도전 과제
아래 항목에서 문자열 "roof"가 들어 있는 줄이 몇 개인지 숫자만 밝히세요. 대소문자는 구분합니다.

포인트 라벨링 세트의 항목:
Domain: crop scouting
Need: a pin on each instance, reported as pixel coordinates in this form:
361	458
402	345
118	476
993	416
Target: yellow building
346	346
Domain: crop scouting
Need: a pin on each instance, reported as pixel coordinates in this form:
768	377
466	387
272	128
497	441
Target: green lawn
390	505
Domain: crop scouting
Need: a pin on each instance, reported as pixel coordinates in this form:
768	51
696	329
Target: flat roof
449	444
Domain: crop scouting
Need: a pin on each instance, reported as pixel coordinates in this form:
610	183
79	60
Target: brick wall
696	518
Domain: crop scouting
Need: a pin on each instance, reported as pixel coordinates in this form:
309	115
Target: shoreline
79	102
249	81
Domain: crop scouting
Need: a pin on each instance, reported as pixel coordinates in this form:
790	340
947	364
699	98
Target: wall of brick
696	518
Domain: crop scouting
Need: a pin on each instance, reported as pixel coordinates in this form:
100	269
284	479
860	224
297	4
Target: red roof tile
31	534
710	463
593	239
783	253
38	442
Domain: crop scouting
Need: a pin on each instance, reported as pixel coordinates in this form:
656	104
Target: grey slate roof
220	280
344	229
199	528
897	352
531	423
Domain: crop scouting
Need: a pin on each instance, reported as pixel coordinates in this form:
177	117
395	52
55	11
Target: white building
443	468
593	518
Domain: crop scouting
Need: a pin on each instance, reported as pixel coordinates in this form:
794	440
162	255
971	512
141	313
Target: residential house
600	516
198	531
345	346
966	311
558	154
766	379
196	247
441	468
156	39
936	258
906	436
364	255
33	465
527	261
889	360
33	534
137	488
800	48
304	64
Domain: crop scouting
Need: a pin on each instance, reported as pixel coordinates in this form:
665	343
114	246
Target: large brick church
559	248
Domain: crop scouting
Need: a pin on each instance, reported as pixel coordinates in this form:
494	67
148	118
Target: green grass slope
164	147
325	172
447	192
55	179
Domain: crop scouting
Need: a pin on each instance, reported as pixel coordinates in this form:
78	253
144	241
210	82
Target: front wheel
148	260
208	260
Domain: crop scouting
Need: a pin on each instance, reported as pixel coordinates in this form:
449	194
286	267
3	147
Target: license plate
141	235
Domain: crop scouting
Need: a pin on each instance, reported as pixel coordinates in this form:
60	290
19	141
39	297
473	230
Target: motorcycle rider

과제 응답
3